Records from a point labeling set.
Begin

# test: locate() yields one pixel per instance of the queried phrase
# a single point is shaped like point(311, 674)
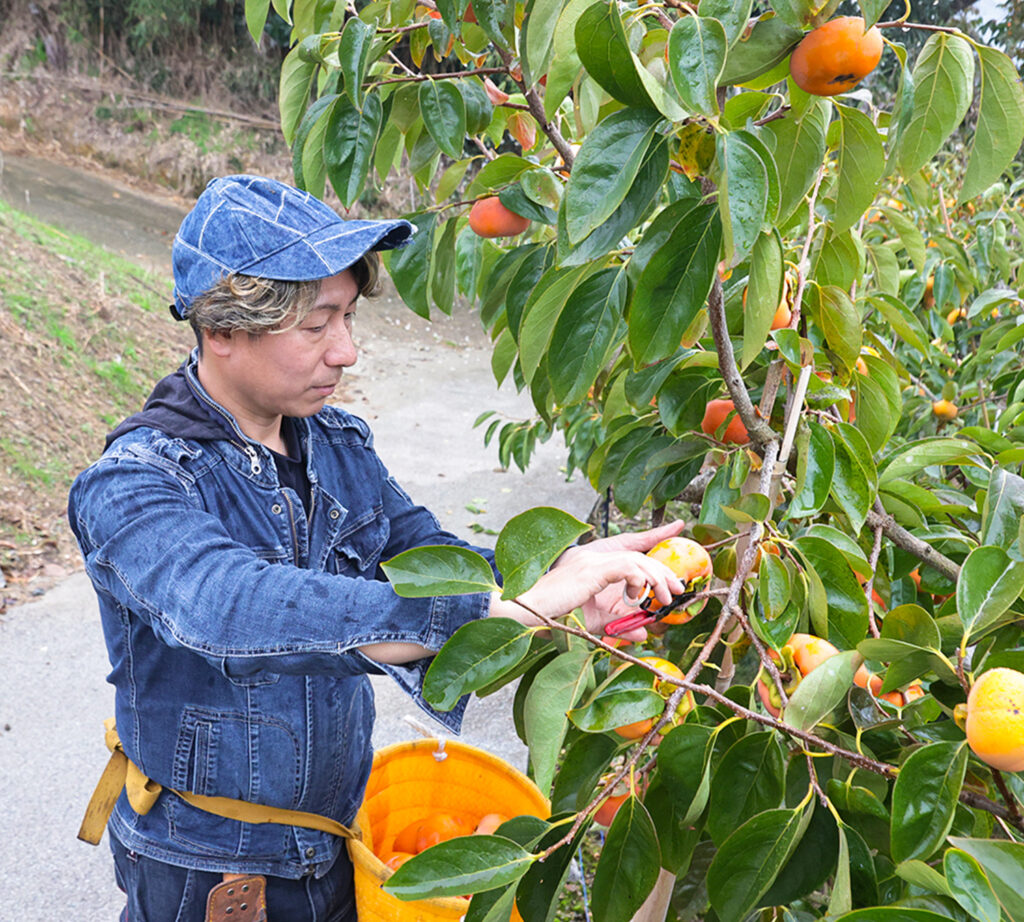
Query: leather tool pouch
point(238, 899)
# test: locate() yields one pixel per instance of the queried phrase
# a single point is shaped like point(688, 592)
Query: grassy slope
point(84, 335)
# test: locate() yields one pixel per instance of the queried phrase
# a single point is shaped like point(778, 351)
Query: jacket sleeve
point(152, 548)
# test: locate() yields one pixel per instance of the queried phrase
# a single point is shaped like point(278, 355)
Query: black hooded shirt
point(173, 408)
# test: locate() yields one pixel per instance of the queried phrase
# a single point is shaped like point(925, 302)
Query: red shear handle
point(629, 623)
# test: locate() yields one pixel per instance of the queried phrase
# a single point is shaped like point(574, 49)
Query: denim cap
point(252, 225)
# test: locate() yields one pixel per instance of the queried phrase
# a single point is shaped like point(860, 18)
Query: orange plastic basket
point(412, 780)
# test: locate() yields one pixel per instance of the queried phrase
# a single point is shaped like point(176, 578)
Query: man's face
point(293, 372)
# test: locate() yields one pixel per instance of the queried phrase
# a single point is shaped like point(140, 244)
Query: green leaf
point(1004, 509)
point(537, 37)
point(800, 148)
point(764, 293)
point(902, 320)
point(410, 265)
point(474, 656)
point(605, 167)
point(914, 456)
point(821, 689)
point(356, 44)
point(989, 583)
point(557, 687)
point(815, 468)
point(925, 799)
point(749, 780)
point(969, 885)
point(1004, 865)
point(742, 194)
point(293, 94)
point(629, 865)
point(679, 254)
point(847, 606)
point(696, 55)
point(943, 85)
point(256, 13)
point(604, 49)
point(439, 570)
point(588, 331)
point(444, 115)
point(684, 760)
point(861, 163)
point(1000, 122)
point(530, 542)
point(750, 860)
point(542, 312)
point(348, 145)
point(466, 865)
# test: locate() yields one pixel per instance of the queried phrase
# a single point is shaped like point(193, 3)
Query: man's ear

End
Begin

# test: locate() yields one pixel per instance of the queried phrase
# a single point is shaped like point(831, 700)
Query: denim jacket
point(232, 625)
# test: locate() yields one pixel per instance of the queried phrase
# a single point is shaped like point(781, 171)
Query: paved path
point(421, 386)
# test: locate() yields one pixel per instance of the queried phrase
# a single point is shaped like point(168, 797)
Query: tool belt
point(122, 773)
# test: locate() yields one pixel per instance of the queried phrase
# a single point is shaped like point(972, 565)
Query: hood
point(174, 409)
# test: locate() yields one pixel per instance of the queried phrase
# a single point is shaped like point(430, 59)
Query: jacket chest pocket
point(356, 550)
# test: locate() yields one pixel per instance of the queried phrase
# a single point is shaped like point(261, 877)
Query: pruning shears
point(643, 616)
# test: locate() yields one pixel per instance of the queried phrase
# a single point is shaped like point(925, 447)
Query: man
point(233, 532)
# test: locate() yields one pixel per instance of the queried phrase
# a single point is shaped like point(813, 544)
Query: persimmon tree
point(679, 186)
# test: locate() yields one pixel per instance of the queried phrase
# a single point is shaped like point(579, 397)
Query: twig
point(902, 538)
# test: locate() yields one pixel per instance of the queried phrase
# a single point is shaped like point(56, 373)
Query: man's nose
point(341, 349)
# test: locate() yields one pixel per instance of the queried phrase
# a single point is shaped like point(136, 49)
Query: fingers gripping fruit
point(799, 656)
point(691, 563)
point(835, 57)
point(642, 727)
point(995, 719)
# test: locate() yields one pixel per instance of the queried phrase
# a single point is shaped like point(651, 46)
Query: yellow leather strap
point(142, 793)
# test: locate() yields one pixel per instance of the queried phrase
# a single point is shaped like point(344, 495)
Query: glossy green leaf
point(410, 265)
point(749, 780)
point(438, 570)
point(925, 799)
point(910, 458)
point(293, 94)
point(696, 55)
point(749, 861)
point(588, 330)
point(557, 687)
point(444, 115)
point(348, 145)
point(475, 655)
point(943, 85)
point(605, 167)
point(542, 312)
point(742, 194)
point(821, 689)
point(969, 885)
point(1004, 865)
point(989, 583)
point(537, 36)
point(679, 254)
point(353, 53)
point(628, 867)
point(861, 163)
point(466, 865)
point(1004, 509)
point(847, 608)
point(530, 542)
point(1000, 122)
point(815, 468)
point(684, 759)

End

WHAT THE TASK ASKS. Which lines in the listing above contain the string "green"? List each of those lines in full.

SOLUTION.
Query: green leaf
Query: glossy green leaf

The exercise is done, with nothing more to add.